▸ Request
Copy out all of the lines below word for word, changing, adding and leaving out nothing.

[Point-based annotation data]

↓

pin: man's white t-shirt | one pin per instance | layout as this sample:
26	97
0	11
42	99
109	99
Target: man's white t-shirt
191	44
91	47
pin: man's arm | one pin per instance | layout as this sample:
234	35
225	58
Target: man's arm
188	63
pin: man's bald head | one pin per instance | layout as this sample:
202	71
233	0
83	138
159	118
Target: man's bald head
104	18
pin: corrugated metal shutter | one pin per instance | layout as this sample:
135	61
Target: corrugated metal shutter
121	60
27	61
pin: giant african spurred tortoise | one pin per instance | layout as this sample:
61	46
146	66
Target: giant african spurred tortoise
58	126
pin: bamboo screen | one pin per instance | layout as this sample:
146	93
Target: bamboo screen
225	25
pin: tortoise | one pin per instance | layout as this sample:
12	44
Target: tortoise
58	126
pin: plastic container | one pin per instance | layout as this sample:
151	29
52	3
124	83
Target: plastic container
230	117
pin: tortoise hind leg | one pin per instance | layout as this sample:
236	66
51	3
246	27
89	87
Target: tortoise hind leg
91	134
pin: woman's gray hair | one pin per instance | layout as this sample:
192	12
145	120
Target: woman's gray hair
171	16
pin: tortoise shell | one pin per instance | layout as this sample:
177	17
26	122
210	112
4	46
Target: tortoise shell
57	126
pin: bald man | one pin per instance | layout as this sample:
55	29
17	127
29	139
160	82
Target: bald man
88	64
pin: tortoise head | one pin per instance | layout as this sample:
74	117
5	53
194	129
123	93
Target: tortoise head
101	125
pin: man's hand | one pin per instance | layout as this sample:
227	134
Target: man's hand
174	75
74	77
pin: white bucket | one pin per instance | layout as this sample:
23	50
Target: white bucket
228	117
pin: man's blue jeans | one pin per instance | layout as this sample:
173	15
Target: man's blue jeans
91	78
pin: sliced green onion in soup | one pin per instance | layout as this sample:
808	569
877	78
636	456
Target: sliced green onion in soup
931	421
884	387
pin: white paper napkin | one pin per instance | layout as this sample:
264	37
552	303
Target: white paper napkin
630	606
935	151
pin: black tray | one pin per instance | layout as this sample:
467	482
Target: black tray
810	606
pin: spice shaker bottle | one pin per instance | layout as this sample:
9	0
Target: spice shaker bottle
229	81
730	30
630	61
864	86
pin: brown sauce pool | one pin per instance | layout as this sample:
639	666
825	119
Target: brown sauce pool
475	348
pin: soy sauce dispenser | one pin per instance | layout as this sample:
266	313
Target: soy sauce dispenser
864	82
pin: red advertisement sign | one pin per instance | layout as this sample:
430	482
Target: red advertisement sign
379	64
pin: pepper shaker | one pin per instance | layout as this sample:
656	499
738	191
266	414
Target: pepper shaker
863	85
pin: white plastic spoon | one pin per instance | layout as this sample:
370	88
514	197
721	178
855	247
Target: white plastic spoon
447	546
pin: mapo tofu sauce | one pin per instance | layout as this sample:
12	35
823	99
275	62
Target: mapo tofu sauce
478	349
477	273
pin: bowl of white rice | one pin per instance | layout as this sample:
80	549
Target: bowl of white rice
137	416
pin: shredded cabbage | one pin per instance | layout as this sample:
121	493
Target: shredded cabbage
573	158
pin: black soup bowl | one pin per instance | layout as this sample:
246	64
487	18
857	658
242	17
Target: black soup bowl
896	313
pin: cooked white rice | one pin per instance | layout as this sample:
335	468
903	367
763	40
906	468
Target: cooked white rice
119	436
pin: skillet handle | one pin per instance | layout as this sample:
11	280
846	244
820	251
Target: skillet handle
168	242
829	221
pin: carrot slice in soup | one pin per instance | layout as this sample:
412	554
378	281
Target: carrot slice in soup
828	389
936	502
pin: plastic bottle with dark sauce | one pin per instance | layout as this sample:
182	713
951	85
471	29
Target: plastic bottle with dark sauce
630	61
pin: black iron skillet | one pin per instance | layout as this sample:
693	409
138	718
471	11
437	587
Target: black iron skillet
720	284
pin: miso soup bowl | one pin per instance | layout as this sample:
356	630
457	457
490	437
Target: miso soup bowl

↑

▸ Exercise answer
pin: man's white t-shirt | one pin per instance | layout as this sample:
26	97
0	11
42	99
109	99
Target: man's white t-shirt
191	44
91	47
pin: man's arm | one pin per instance | layout as this sample:
234	35
225	58
Target: man's arm
188	63
pin: man's bald head | one pin per instance | layout as this sample:
202	71
233	0
83	138
159	118
Target: man's bald head
104	18
pin: corrugated metal shutter | one pin per instance | layout as this sample:
135	61
Target: corrugated metal shutter
121	60
27	61
pin: giant african spurred tortoise | one pin per instance | layout as this sample:
61	46
146	66
Target: giant african spurred tortoise
58	126
pin: bamboo screen | one pin per instance | layout as this sample:
146	93
Target: bamboo screen
225	25
pin: tortoise | one pin per instance | layout as this sample:
12	44
Target: tortoise
58	126
pin: plastic container | one pin per instance | layout as this sample:
151	29
52	3
124	83
Target: plastic container
230	117
pin: tortoise hind leg | one pin per instance | layout as this sample:
236	66
51	3
246	27
89	87
Target: tortoise hind leg
91	134
pin: woman's gray hair | one pin per instance | layout as this sample:
192	12
145	120
Target: woman's gray hair
171	16
pin: tortoise shell | one pin per instance | layout as this sample:
177	17
26	122
210	112
4	46
Target: tortoise shell
57	126
pin: bald man | one pin per instance | layout as this sample:
55	29
17	127
29	139
160	82
Target: bald man
88	64
pin: tortoise head | one pin per instance | layout as this sample:
74	117
5	53
194	129
123	93
Target: tortoise head
101	125
pin: man's hand | one pin per instance | layout as this sample:
227	134
Target: man's hand
174	75
74	77
pin: white bucket | one pin per instance | layout as this sample:
23	50
Target: white bucket
228	117
pin: man's blue jeans | one pin per instance | layout as this sample:
173	15
Target: man's blue jeans
91	78
pin: sliced green onion in soup | one pin per instance | layout as this sample:
808	569
877	78
636	456
Target: sliced green onion in soup
931	421
884	387
pin: white paper napkin | one pin per instance | layout as this sample:
264	37
552	303
Target: white paper napkin
630	606
935	151
pin: black tray | one pin per instance | layout as this sample:
467	482
Target: black tray
810	606
pin: spice shaker bottle | one pin per instance | layout as this sample:
9	0
Target: spice shaker bottle
229	81
730	30
630	61
864	86
pin: brown sauce pool | one pin per instance | layout as this sample:
639	666
825	119
Target: brown sauce pool
475	348
pin: soy sauce dispenser | one pin per instance | layout as this sample:
266	313
Target: soy sauce dispenser
864	82
pin: red advertisement sign | one pin per instance | layout as this sample:
430	482
Target: red advertisement sign
379	64
pin: pepper shaker | one pin per instance | layout as this sample:
656	499
738	191
266	414
Target: pepper shaker
863	85
pin: white plastic spoon | one pin per instance | layout as this sample:
370	88
514	197
721	178
855	247
Target: white plastic spoon
447	546
pin: mapo tofu sauce | one pin per instance | layout as this sample:
12	35
823	99
275	62
Target: mapo tofu sauce
478	349
477	273
pin: bowl of white rice | one pin per instance | layout as this sample:
80	549
Target: bowl of white rice
137	416
pin: shredded cabbage | one pin per instance | layout as this sample:
121	493
Target: shredded cabbage
573	158
pin: black soup bowl | one pin per instance | layout as this sample:
246	64
487	18
857	658
242	17
Target: black soup bowl
896	313
pin: cooked white rice | one pin per instance | layout as this sample:
335	468
903	367
763	40
906	468
Target: cooked white rice
119	436
pin: skillet handle | one pin per instance | layout as this sample:
11	280
846	244
820	251
Target: skillet handle
168	242
829	221
pin: carrot slice in soup | one pin per instance | layout as this sample:
412	554
378	281
Target: carrot slice in soup
828	389
936	502
pin: plastic bottle with dark sauce | one pin per instance | layout as this sample:
182	713
951	85
471	29
Target: plastic bottle with dark sauce
630	61
pin: black iron skillet | one pin per instance | layout as this sample:
693	409
138	718
471	11
437	587
Target: black iron skillet
720	284
pin: miso soup bowl | one pin per instance | layout as this sample:
356	630
457	457
490	437
Target: miso soup bowl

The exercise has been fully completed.